(Referring expression pointing data)
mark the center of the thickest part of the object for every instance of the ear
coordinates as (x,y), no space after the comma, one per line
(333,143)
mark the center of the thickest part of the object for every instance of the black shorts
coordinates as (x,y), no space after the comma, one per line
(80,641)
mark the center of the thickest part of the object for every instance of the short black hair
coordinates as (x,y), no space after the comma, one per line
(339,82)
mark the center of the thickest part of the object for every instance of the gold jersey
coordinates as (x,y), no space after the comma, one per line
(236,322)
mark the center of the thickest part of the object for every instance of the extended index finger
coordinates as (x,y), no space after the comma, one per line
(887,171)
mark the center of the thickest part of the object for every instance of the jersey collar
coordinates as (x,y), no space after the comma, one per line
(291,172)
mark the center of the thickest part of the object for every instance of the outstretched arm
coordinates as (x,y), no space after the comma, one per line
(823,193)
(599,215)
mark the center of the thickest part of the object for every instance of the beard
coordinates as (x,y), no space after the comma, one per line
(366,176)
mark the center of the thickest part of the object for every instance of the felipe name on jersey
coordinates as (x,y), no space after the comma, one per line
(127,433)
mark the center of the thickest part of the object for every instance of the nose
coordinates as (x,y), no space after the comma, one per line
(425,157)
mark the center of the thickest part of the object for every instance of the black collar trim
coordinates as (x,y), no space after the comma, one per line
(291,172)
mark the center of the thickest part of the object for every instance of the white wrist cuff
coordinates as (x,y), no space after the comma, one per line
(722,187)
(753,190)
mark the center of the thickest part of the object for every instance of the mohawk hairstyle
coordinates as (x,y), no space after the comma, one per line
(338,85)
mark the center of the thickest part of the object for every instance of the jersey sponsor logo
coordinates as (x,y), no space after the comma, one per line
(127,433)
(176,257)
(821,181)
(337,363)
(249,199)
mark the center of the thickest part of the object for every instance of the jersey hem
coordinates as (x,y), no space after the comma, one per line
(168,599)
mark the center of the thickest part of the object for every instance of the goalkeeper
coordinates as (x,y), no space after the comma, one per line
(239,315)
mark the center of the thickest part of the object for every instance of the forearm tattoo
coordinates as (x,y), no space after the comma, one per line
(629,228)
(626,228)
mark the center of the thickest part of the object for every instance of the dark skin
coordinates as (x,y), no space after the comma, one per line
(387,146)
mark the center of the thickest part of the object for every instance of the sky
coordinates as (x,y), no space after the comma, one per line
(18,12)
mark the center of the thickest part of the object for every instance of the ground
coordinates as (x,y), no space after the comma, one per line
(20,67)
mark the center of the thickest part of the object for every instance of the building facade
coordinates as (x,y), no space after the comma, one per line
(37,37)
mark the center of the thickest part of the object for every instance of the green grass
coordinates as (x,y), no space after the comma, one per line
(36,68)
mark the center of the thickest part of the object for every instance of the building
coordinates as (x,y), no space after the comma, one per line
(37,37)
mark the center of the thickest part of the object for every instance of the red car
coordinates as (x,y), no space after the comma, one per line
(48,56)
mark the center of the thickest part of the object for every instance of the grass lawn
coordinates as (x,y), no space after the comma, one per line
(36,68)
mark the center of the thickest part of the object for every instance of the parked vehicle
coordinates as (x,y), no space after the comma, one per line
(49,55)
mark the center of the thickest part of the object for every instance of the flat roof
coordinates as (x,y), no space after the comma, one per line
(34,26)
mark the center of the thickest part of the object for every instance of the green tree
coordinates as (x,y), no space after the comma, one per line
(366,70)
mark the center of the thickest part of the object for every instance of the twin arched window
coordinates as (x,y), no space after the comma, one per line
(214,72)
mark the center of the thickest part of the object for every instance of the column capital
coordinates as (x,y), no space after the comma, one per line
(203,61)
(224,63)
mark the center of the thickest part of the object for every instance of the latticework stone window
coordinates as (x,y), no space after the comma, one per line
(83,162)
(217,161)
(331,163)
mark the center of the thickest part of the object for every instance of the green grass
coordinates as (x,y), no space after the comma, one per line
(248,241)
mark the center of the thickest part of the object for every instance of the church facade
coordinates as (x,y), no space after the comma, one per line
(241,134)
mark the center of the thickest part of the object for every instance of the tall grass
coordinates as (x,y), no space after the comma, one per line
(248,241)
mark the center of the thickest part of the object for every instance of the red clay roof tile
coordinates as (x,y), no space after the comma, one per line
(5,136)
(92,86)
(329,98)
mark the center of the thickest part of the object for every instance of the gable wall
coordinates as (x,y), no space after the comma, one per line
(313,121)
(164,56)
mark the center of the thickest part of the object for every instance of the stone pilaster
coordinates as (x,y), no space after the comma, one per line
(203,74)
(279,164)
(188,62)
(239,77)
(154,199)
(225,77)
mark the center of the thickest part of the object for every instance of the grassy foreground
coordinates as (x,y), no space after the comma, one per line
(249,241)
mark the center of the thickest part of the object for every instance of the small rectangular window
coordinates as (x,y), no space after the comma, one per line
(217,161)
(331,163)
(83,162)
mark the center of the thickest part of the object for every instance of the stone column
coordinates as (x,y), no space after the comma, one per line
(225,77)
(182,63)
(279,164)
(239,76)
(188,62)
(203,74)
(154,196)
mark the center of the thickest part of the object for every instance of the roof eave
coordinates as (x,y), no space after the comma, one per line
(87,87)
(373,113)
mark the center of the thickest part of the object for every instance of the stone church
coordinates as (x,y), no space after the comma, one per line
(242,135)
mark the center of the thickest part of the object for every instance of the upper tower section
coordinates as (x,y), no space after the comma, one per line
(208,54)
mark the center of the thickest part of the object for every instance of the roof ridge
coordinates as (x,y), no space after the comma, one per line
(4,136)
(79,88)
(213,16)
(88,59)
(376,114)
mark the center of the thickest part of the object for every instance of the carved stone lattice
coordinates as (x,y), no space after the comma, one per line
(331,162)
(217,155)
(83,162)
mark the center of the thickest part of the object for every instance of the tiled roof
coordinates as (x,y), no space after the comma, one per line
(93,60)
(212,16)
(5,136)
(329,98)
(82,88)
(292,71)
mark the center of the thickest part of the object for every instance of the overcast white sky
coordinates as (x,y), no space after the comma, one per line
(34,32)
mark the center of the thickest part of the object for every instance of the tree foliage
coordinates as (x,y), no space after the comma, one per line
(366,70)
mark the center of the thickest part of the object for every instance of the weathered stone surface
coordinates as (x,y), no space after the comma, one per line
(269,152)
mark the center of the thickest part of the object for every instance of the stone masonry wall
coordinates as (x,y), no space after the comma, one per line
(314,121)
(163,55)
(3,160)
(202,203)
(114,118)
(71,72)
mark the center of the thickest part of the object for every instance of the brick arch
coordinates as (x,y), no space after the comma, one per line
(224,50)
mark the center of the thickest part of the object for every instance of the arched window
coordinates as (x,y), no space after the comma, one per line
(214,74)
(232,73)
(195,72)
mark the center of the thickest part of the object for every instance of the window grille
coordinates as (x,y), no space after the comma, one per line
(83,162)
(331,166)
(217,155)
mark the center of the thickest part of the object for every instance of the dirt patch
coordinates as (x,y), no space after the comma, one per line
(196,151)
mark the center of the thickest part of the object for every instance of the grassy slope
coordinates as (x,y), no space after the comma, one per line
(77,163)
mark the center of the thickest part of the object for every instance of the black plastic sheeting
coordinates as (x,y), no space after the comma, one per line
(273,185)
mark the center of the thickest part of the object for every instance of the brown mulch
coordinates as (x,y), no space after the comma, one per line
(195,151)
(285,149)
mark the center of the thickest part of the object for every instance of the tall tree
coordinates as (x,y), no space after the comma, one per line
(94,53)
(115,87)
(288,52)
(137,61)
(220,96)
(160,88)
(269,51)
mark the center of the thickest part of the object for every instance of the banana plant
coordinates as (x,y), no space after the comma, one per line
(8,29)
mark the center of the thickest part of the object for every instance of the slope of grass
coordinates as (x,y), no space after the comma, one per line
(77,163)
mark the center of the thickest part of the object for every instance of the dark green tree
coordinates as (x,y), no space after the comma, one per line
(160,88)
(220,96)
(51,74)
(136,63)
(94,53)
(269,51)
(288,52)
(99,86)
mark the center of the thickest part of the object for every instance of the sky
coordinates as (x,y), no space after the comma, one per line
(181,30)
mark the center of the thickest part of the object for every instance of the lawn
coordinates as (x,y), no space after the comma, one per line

TO DO
Transcribe the lines from the first line of the records through the line that contains "the outstretched arm", both included, and add nothing else.

COMPLETED TASK
mark the center of the thickest part of the object for every instance of the ear
coordinates as (x,y), no space after the comma, one per line
(333,143)
mark the center of the thickest part of the object for every instance of the black shorts
coordinates as (x,y), no space after the comma, one per line
(80,641)
mark the center of the thickest part of the object for every instance of the short black hair
coordinates as (x,y), no space after the comma, one per line
(339,82)
mark the center of the thickest part of the object for every instance of the gold jersey
coordinates as (x,y), no space after the comma, one per line
(236,322)
mark the center of the thickest part of the object for every instance of the extended index finger
coordinates as (x,y), no space after the comma, one per line
(887,171)
mark the center of the thickest part of the object for every instance of the jersey collar
coordinates as (x,y), no space after the comma, one per line
(291,172)
mark the center of the thickest part of the object for every instance of the outstretched arm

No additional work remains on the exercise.